Teks Sumber.

Monday, 23 January 2012

Menolak Tunduk Pada Pembajakan

Berapa banyak dari kalian, wahai kaum independent fundamentalis, yang dapat bertahan hidup-menghidupi diri dan kelangsungan eksistensi band-mu dari menjual kepingan cakram padat di era digital ini?

Jika label-label besar saja kehilangan arah dan mengangkat tangan tanda menyerah kalah menghadapi mega pembajakan, tergerus oleh kemudahan pertukaran informasi di jagat maya, maka apakah artis berdikari macam kita musti segendang-sepenarian mengibarkan bendera putih kepada realitas?

Jawabannya adalah tidak!

Mari kita kaji. Label-label raksasa penguasa jagat permusikan mengalami pasang surut dalam penjualan rilisan fisik dari artis yang berlindung dibawah naungannya karena pembajakan, seperti berikut ini:

1. Pembajakan fisik menjadi fisik
Ini adalah masa dimana pita kaset dan CD orisinil kala itu masih menjadi konsumsi kaum menengah keatas. Katakanlah, mereka yang bukan termasuk golongan rawan pangan. Bagaimana tidak, jika sebuah rilisan fisik dibandrol seharga, katakanlah Rp 35.000 untuk sebuah CD lokal, maka berapa banyak dari kaum marjinal ikhlas tawakal menebus harga tersebut dan mengesampingkan hajat hidup lainnya? Atas dasar itulah kaum perompak kekayaan intelektual beramai-ramai membajak sebuah rilisan fisik dan dilabeli harga semurah mungkin, jauh dibawah standard kelayakan dan turun derajat dari kelas pertokoan menjadi kawasan kaki lima. Jika harga sebuah rilisan orisinil bisa untuk membeli sekitar 5-7 keping produk bajakan, maka wajarlah jika mayoritas membeli produk bajakan. Keinginan akan produk terpuaskan, hajat hidup pun tak terbengkalai.

2. Pembajakan fisik menjadi digital
Jaman sudah semakin maju, pemutar tembang portable macam discman ataupun walkman telah berganti ke era mp3 player ataupun ipod. Maka era pembajakan pun mengalami evolusi menuju era digital. Lapak kaki lima naik pangkat menjadi bilik-bilik internet cafe. Atas dasar berbagi rasa yang kurang bertanggung jawab, orang-perseorang bisa dengan mudahnya meretas, mengunggah lagi mengunduh suatu karya cipta intelektual ke media maya bernama internet. Disini semua bisa mengunggah bebas bea hanya bermodalkan koneksi internet yang lancar jaya. Bahkan album yang tidak dirilis di negara ini pun bisa dengan mudah kau dapatkan hanya dengan bermodal "klik" di ujung jari.

Daftar yang Disediakan.
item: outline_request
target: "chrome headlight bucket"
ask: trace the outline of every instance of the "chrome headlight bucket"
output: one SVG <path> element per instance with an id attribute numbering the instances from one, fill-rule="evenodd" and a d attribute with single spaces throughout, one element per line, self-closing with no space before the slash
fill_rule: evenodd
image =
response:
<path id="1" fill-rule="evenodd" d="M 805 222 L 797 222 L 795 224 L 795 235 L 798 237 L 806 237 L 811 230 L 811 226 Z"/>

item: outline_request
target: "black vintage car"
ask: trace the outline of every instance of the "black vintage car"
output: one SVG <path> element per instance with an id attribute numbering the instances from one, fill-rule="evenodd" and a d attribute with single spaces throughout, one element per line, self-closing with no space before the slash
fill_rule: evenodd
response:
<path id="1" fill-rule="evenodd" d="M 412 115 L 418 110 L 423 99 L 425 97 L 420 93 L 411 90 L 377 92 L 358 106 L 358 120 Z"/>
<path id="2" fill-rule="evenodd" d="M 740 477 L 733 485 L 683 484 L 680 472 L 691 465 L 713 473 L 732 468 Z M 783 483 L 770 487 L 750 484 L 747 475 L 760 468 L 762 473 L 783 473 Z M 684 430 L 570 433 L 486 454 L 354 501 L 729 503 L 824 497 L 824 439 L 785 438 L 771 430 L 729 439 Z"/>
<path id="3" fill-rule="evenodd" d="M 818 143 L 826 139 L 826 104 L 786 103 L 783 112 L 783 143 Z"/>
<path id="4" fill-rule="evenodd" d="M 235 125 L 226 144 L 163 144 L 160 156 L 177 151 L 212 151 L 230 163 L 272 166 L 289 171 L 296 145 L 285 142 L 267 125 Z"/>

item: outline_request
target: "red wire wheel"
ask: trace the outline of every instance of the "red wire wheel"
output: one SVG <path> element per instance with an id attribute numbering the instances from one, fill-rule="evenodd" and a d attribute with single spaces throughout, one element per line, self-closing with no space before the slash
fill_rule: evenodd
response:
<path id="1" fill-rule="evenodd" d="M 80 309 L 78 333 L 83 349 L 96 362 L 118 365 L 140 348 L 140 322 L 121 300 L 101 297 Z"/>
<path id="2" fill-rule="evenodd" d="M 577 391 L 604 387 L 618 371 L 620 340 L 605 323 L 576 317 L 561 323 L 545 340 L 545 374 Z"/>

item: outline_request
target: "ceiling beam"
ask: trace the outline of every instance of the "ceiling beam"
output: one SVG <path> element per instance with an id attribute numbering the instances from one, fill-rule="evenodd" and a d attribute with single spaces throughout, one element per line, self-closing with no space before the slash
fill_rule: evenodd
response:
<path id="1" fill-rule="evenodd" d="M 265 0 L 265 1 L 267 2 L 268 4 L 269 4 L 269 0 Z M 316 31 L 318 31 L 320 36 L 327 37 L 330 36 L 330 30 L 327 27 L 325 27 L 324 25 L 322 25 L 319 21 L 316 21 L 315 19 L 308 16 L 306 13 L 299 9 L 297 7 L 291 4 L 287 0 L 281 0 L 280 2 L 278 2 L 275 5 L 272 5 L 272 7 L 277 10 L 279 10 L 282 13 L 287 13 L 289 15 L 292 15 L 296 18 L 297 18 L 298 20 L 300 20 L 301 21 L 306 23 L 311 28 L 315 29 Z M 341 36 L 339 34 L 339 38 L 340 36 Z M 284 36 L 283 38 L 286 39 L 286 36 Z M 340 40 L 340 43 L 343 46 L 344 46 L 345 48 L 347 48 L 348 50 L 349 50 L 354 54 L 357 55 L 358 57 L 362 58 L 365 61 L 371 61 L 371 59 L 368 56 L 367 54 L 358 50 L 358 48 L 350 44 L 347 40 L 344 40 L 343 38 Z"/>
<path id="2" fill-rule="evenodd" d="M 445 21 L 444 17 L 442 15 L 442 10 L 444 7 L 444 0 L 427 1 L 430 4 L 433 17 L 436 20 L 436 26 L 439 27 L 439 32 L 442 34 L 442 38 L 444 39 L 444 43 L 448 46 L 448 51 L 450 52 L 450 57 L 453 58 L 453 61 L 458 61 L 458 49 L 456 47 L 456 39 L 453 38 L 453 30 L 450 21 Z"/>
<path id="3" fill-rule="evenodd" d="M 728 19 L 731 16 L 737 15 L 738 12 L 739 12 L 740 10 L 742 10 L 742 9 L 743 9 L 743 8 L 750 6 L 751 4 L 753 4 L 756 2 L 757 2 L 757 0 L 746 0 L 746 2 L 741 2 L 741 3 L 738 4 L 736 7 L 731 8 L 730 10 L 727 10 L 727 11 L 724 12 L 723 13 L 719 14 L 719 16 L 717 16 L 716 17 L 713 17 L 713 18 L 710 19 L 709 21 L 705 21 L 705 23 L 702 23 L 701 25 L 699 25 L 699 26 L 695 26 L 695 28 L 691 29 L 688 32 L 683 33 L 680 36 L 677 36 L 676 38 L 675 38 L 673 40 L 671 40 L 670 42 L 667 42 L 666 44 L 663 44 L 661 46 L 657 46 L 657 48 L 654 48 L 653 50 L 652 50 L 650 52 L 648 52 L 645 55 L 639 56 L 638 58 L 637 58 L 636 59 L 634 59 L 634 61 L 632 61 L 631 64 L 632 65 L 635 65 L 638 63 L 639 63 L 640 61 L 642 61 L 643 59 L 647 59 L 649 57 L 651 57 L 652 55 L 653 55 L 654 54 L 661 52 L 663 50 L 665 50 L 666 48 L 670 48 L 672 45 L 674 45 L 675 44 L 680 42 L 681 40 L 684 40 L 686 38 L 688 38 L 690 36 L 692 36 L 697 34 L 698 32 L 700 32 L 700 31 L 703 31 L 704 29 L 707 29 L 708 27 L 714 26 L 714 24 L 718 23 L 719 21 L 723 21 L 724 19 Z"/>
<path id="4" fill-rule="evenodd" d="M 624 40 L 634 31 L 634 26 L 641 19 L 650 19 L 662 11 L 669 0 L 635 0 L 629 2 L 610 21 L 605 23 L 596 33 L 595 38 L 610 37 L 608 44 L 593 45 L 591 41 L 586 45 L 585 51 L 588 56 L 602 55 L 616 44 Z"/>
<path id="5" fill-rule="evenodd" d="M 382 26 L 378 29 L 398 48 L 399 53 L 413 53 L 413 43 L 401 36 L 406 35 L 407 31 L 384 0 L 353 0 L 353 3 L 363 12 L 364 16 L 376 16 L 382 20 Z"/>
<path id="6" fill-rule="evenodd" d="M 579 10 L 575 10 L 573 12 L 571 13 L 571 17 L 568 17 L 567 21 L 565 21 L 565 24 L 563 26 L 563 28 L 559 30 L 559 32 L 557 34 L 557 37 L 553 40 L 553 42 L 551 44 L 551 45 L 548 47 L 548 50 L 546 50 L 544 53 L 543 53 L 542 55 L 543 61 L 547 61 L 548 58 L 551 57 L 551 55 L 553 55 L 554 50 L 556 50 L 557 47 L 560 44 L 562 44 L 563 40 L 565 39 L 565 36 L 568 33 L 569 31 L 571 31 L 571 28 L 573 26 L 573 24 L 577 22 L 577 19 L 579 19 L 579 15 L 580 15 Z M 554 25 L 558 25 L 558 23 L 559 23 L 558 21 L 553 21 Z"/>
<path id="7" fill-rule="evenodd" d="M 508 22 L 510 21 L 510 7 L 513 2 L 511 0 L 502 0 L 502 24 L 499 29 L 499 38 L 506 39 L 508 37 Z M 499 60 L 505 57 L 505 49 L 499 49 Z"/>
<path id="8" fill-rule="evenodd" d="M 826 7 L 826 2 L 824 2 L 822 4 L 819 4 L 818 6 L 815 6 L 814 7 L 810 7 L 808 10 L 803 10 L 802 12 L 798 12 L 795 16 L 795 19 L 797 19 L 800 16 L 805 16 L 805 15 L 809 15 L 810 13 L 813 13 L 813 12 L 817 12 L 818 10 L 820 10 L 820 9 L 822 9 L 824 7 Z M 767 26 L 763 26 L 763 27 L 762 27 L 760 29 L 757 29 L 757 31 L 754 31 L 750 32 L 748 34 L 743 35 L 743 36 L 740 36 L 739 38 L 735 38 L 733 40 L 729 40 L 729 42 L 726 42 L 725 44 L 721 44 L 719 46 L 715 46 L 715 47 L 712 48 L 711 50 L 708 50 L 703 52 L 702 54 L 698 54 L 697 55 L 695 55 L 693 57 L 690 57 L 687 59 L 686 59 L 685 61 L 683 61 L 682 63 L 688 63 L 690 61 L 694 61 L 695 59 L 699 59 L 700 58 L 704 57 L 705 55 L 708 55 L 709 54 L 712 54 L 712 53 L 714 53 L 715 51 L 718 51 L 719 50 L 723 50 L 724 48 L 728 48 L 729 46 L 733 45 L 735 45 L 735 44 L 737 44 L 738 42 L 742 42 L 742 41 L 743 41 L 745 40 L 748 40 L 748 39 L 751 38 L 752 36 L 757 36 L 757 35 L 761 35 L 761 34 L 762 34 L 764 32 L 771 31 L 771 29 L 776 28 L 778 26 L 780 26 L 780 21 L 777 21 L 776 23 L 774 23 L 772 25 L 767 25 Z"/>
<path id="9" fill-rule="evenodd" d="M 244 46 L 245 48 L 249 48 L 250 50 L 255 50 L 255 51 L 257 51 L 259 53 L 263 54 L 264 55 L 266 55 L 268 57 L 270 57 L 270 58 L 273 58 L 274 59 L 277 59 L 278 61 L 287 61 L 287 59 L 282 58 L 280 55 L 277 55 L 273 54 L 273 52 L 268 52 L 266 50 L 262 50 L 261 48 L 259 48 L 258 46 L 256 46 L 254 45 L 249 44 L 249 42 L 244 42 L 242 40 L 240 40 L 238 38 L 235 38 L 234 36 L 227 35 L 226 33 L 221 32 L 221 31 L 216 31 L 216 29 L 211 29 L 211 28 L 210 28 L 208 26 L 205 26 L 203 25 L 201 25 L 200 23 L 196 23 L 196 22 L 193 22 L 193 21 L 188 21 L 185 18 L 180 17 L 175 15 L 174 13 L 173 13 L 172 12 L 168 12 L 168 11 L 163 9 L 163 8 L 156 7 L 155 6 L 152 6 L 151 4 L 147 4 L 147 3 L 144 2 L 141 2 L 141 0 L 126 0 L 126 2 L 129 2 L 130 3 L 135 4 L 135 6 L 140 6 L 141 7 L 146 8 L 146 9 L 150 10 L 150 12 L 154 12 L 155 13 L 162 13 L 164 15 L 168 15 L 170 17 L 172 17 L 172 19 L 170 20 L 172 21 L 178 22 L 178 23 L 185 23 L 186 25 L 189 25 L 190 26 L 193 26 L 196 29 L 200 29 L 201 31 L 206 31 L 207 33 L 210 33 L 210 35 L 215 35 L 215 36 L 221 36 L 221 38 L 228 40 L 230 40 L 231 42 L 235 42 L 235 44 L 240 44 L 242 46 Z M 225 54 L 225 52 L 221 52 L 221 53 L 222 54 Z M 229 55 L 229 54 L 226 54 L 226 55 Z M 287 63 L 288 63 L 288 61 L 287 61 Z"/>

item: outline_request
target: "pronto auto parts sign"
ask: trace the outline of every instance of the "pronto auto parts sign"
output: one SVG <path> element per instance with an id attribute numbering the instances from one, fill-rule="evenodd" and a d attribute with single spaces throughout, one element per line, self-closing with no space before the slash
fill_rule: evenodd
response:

Daftar Tugas.
A. Ulangi persis seluruh bagian teks tentang pembajakan, dari "Menolak Tunduk Pada" terus ke bawah hingga "Jawabannya adalah tidak!".
B. Menurut teks tentang pembajakan, harga sebuah rilisan orisinil bisa untuk membeli berapa keping produk bajakan?

Hasil.
A.
Menolak Tunduk Pada Pembajakan

Berapa banyak dari kalian, wahai kaum independent fundamentalis, yang dapat bertahan hidup-menghidupi diri dan kelangsungan eksistensi band-mu dari menjual kepingan cakram padat di era digital ini?

Jika label-label besar saja kehilangan arah dan mengangkat tangan tanda menyerah kalah menghadapi mega pembajakan, tergerus oleh kemudahan pertukaran informasi di jagat maya, maka apakah artis berdikari macam kita musti segendang-sepenarian mengibarkan bendera putih kepada realitas?

Jawabannya adalah tidak!

B. Sekitar 5-7 keping.